=== Given exercise ===
How many lines in the listing below contain the string "tall"? Case counts, and the reply should be only the number.

[Shape boundary entries]

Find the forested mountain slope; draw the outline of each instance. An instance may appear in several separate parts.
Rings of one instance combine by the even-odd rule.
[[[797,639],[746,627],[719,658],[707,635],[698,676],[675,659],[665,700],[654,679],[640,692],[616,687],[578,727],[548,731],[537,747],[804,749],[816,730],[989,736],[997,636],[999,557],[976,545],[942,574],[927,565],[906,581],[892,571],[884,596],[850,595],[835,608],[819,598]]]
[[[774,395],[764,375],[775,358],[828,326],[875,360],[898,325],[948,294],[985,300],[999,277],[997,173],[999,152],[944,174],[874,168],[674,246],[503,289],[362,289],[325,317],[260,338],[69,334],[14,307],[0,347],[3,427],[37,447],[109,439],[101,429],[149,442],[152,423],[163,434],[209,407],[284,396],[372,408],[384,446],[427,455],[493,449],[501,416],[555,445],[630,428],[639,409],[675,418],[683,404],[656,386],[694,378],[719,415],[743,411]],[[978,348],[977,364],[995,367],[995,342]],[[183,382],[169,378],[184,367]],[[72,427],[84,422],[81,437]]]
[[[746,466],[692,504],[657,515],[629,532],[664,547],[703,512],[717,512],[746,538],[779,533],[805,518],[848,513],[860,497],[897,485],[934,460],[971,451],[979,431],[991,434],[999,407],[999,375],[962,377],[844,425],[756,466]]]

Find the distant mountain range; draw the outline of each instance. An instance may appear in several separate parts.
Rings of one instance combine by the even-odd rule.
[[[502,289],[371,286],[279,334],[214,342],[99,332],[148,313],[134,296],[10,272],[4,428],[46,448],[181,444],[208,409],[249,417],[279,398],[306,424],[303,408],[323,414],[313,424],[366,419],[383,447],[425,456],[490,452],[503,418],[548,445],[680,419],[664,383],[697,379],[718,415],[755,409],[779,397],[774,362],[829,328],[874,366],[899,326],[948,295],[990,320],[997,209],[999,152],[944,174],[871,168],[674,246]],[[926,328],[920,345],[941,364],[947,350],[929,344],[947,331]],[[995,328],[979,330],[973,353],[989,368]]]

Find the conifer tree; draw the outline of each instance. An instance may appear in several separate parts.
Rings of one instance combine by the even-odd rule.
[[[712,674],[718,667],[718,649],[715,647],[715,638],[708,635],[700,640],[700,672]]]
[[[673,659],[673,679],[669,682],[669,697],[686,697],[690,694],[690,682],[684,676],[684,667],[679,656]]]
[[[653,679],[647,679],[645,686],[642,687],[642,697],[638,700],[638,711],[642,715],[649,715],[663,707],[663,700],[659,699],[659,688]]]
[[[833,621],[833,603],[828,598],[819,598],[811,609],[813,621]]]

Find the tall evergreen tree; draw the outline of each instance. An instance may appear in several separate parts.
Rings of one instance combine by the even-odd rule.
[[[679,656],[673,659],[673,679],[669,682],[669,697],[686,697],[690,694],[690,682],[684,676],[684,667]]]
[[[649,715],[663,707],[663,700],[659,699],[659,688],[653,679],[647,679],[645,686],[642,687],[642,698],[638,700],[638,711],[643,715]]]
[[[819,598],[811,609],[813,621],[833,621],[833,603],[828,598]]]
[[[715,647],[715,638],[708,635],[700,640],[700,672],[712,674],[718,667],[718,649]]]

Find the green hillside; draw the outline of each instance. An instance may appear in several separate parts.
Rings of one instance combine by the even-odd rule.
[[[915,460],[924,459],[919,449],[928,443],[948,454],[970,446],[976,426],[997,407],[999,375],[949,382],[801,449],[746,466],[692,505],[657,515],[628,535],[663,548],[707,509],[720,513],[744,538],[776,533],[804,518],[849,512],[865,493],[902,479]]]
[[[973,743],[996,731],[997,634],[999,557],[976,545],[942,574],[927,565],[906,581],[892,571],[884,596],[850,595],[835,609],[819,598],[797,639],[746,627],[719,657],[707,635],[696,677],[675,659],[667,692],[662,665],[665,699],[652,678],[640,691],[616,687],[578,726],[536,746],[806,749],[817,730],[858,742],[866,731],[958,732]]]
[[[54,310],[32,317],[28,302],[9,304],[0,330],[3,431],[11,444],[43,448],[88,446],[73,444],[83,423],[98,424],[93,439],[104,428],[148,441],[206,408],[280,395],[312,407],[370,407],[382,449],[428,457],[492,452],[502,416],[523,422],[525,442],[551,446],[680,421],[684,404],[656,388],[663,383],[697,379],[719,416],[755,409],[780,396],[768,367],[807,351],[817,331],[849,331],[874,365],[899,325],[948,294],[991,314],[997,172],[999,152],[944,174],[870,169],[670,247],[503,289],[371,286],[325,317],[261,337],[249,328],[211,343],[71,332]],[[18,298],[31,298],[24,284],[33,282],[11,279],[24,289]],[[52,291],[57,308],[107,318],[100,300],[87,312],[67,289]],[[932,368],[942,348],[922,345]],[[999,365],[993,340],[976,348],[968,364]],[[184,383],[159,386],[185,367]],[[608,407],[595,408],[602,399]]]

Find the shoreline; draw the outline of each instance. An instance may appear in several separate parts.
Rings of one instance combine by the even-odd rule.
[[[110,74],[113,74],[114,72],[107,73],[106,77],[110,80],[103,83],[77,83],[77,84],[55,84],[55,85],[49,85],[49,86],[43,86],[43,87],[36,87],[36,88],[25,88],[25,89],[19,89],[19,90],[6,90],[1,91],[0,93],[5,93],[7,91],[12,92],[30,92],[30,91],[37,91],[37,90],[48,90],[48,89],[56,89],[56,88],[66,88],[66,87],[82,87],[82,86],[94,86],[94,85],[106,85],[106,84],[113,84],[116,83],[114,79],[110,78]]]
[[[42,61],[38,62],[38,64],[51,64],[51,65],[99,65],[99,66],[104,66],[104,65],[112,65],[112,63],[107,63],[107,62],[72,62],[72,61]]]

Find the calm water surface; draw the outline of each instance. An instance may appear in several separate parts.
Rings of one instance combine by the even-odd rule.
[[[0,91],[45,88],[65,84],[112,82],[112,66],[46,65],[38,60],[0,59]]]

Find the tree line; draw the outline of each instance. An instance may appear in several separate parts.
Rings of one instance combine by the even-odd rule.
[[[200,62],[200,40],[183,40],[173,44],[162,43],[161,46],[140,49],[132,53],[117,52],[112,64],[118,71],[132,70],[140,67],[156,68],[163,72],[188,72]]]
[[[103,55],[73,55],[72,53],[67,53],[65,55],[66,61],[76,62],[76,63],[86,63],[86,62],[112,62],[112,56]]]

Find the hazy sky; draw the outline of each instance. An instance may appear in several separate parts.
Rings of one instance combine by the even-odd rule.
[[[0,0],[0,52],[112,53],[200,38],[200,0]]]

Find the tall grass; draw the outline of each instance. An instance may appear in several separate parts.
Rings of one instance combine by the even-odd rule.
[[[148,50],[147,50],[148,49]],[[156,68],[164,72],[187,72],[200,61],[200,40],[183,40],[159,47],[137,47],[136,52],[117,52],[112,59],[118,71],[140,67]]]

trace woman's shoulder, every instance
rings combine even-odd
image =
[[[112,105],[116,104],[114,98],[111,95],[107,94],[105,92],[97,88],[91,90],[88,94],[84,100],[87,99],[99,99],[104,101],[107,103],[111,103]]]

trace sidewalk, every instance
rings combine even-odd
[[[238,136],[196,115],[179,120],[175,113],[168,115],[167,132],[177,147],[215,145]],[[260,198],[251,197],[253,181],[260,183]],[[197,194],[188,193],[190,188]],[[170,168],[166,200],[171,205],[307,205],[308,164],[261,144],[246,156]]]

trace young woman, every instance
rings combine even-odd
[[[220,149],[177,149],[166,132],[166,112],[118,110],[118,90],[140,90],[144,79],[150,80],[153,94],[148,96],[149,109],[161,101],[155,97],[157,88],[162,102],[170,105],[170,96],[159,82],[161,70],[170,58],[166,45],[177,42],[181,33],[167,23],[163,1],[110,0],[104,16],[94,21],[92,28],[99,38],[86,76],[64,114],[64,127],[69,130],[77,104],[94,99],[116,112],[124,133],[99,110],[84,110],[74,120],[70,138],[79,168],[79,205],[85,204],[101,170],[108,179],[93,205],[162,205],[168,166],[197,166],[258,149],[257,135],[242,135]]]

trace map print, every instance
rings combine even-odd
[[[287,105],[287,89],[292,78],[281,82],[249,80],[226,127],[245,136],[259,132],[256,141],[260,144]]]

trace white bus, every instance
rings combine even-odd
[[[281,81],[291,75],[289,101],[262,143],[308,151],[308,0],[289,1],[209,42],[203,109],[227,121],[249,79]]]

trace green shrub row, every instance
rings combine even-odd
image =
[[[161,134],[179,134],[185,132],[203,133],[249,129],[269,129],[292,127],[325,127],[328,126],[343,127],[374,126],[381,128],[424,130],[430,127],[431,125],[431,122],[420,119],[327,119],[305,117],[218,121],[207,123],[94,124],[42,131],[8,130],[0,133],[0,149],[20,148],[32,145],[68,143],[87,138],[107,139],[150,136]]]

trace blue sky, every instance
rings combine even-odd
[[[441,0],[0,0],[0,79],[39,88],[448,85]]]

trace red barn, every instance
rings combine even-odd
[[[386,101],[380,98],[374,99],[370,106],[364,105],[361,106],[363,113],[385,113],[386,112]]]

=== Full answer ===
2